▸ **Estratto selezionato**:
Bruno, tu sei la Roma per chi come me aveva 10 anni nell’82 … e non dico altro
Io voglio un gran bene a Totti e DDR e non potrebbe essere altrimenti, ma quando il mio pensiero va a Bruno Conti, Francesco Rocca, Agostino Di Bartolomei, per me la Roma, la mia Roma, non può che essere la loro.
Uomini prima ancora che grandi calciatori.
@drastico…hai detto 3 nomi…3 monumenti. Concordo appieno, al 1000%. “Uomini prima ancora che calciatori”
❤️🧡💛SSFR💛🧡
Io ci aggiungrei anche Pruzzo, il bomber borbottone…con le difese attuali farebbe tre gol a partita!!!
Grandissimo Bruno, funambolo come pochi ar monno sei stato, con Agostino grande Capitano, il simbolo di una Roma spettacolare e unica. Quanto te vojo bene! 💛❤️
quando sento CON IL NUMERO 7 e vedo Pellegrini…
lasciamo perdere.

▸ **Estratti del dataset**:
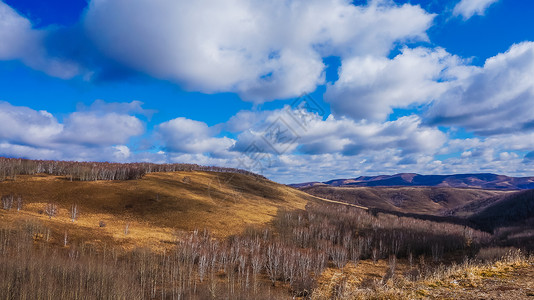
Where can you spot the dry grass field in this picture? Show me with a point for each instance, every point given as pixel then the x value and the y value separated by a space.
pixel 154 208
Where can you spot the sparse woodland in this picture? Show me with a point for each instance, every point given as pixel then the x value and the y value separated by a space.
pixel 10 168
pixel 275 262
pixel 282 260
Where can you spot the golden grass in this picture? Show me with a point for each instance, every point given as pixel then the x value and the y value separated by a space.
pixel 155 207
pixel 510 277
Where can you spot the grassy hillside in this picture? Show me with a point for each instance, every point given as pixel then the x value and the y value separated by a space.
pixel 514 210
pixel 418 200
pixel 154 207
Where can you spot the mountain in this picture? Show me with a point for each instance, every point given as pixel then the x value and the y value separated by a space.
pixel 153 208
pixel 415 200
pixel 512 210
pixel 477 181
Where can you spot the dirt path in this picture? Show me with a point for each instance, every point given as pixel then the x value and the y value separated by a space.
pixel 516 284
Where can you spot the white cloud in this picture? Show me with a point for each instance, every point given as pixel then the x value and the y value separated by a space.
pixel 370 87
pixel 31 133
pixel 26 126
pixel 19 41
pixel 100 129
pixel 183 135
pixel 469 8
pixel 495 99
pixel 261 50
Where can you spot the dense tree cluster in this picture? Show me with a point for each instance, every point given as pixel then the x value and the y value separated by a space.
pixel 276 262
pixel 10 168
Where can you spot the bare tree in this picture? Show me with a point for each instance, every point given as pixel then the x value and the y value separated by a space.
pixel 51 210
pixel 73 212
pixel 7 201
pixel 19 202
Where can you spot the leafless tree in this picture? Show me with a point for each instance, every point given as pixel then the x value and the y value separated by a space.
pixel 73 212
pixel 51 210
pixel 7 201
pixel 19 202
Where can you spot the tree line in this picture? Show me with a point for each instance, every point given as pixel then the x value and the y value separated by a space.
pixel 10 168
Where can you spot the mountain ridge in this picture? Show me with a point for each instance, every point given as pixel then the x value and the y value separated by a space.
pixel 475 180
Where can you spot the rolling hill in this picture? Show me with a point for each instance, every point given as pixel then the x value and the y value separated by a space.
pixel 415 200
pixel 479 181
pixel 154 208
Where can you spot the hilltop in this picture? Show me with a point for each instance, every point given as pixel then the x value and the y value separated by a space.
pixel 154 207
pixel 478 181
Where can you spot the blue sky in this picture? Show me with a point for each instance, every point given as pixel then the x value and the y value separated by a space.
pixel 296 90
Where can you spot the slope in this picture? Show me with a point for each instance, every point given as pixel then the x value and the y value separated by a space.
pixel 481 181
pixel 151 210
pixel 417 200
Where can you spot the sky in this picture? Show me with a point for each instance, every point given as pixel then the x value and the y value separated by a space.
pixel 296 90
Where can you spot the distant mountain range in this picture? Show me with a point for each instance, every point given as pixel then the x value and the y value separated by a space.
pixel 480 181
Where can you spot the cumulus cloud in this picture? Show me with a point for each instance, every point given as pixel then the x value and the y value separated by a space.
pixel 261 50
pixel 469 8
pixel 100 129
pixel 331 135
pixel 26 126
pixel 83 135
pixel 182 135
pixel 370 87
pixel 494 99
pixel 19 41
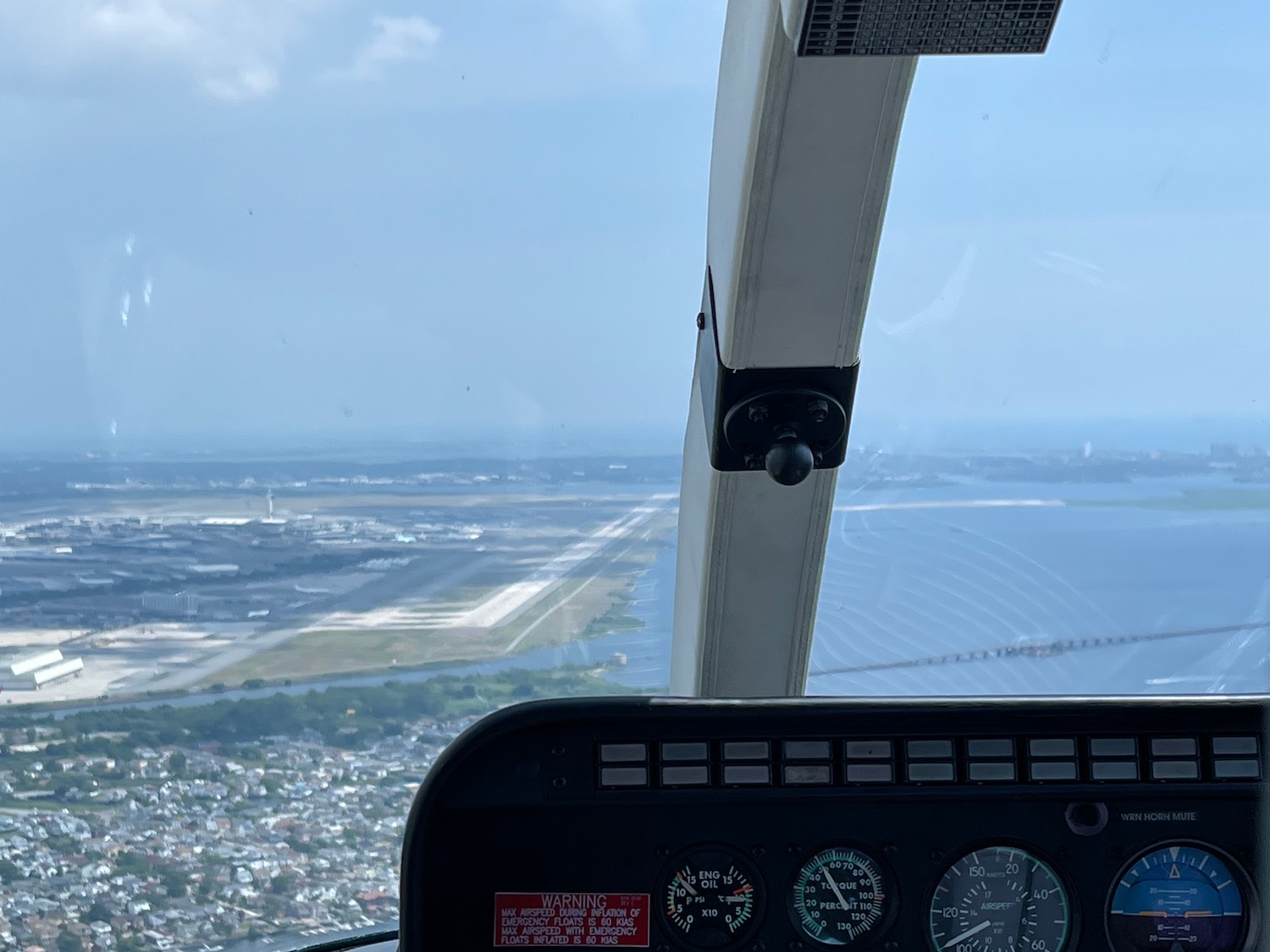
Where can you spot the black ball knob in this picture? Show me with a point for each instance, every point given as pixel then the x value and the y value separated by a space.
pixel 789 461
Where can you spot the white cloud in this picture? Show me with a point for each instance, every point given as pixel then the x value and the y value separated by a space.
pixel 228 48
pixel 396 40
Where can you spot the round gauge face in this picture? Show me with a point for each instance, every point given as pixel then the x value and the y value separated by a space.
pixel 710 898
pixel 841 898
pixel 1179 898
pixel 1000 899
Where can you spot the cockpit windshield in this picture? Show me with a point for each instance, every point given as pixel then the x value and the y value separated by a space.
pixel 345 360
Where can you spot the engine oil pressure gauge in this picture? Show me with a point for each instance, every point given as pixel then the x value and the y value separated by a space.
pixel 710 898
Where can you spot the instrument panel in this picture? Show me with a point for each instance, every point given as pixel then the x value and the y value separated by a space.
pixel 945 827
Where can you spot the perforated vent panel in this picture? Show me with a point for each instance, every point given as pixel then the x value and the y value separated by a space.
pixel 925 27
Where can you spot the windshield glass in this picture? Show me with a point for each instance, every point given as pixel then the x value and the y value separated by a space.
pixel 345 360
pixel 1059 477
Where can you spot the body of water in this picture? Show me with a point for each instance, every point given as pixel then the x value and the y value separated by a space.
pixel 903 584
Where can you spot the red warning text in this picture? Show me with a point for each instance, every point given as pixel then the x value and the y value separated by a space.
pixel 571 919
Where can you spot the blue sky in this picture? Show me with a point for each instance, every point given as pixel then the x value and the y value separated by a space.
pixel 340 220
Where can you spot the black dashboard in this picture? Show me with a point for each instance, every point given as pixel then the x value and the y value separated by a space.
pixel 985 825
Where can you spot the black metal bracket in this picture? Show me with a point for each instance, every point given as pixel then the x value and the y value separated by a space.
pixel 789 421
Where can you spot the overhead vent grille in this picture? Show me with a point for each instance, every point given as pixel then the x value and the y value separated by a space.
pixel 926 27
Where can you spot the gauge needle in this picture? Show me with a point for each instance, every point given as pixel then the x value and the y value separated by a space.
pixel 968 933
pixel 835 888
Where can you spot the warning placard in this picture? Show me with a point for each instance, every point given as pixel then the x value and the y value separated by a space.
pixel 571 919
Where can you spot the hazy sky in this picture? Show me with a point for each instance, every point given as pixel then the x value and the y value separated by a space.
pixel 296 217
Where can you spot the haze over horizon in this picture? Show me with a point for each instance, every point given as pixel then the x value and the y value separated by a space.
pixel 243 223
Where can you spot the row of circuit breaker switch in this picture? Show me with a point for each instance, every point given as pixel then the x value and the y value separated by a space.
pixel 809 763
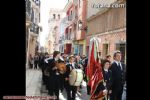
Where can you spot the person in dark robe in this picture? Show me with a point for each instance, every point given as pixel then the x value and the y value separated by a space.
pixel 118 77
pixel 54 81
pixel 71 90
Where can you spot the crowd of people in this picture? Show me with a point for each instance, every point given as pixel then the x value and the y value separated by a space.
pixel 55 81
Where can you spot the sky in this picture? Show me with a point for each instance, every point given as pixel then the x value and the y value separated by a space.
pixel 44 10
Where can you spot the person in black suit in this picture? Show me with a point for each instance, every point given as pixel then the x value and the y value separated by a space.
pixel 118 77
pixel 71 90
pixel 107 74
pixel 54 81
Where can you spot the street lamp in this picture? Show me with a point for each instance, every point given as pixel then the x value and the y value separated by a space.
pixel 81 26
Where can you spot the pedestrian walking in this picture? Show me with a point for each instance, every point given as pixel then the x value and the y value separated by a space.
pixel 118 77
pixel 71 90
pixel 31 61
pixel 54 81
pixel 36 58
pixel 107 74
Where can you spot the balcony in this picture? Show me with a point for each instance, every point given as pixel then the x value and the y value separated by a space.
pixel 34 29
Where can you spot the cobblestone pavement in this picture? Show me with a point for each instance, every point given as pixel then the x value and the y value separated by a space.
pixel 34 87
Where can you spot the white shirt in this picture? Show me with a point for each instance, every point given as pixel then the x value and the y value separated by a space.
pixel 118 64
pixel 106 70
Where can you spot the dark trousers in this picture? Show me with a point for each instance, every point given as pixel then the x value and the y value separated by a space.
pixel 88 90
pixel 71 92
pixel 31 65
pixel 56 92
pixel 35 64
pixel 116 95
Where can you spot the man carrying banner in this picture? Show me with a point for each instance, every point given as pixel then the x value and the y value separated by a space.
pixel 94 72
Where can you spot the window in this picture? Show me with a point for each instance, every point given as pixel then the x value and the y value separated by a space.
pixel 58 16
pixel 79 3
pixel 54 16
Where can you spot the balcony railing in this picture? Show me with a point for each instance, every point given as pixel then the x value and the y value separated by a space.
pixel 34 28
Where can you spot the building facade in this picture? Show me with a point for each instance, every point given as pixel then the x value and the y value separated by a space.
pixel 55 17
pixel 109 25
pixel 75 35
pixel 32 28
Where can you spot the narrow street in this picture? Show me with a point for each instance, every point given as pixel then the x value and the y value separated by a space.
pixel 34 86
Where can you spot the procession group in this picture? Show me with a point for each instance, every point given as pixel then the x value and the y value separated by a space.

▸ **Cosa si richiede**:
Prosegui i commenti su Bruno Conti e la Roma, riprendendo subito dopo l'ultima frase riportata.

▸ **Sezione risposta**:
io avrei ritirato anche la tua de maglia, Brù.
insieme a Donadoni, le due ali più grandi della storia del calcio italiano. te vojo bene, MaraZico
Tra Conti e Donadoni c’è un abisso, non scherziamo. Al limite gli si può paragonare Domenghini o Causio, ma sempre inferiori sono.
Io ringrazio il Padreterno per avermi fatto romanista!
E Lui si è “palesato a mw” sotto le mentite spoglie di gente come Bruno, Agostino, Nela, Maldera, Tancredi, Falcao, Pruzzo….
Grazie ragazzi!
Mi avete reso un ragazzo felice ed oggi un uomo migliore.
Perché siamo cresciuti assieme con “quei valori” !!!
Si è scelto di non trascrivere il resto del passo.